## Work request 1
Reproduce the stretch of the Gandy passage from "His portraits, though" through "portrait, to study." word for word.
## Work request 2
Please list every person named in the Gandy passage.
## Work request 3
Carry the Gandy passage forward from its last sentence.

His portraits, though sometimes slight and sketchy, showed real genius, and were frequently admired by great artists. The portrait of the Rev. Tobias Langdon in the college hall at Exeter excited the admiration of Sir Godfrey Kneller. Gandy may also be credited with having directed and stimulated the rising genius of Sir Joshua Reynolds. Reynolds saw Gandy's pictures early in life, and they made a great impression on his mind; he, like Northcote, often borrowed one of Gandy's portraits, probably the Langdon portrait, to study.

## Natural language region descriptions
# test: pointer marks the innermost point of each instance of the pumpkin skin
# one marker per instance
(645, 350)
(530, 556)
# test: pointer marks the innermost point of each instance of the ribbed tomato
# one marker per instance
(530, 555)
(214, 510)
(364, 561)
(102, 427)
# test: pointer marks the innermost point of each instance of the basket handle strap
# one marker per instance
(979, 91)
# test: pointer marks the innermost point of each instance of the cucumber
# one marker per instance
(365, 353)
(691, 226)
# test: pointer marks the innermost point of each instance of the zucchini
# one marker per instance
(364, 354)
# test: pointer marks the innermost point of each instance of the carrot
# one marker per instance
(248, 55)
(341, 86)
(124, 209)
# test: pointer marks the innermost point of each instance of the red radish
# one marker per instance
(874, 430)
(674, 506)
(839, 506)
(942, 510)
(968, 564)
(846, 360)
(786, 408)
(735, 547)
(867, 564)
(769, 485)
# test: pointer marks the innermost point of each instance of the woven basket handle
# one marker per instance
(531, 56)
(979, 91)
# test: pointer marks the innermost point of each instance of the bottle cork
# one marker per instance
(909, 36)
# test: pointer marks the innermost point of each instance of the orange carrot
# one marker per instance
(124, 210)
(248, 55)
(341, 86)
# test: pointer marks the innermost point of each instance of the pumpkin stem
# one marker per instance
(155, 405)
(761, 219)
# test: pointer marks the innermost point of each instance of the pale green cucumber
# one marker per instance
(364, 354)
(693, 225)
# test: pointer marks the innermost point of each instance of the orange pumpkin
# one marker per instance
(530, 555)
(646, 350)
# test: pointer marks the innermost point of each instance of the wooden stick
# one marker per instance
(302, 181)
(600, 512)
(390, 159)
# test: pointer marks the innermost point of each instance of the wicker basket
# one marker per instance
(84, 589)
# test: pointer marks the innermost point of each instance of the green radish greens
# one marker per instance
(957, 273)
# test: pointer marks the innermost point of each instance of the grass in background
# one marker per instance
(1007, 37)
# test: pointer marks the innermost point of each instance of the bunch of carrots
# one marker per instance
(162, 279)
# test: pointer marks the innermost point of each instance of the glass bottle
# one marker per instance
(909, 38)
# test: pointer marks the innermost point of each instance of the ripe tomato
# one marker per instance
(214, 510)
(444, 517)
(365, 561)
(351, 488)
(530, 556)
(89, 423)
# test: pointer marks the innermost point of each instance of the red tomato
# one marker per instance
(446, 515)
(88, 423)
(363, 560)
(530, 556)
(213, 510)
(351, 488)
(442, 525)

## Final answer 1
His portraits, though sometimes slight and sketchy, showed real genius, and were frequently admired by great artists. The portrait of the Rev. Tobias Langdon in the college hall at Exeter excited the admiration of Sir Godfrey Kneller. Gandy may also be credited with having directed and stimulated the rising genius of Sir Joshua Reynolds. Reynolds saw Gandy's pictures early in life, and they made a great impression on his mind; he, like Northcote, often borrowed one of Gandy's portraits, probably the Langdon portrait, to study.

## Final answer 2
Gandy
Rev. Tobias Langdon
Sir Godfrey Kneller
Sir Joshua Reynolds
Northcote

## Final answer 3
He painted Sir Isaac Newton, James Northcote's grandmother, the Rev. Nathaniel Harding of Plymouth, the Rev. John Gilbert, vicar of St. Andrew's, Plymouth (engraved by Vertue as a frontispiece to Gilbert's Sermons), John Patch, surgeon in the Exeter Hospital, the Rev. William Musgrave (engraved by Michael van der Gucht), Sir Edward Seaward in the chapel of the poorhouse at Exeter, Sir Richard Pyne, Lord Chief Justice of Ireland in his judicial robes, Sir William Elwill, and others. Gandy frequently left his pictures to be finished by others. He died in Exeter, and was buried in St. Paul's Church on 14 July 1729.